• _Instructions to follow_
All material below is to be reproduced exactly.

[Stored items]
┄┄┄┄┄┄┄┄┄┄

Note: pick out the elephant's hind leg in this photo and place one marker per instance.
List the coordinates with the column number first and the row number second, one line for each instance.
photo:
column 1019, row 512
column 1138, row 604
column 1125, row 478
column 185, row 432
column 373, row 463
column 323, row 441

┄┄┄┄┄┄┄┄┄┄

• _Task response_
Note: pick out the elephant's hind leg in this photo and place one marker per instance.
List the coordinates with the column number first and the row number second, one line for each instance.
photo:
column 1019, row 512
column 1138, row 604
column 1125, row 478
column 185, row 432
column 373, row 463
column 323, row 441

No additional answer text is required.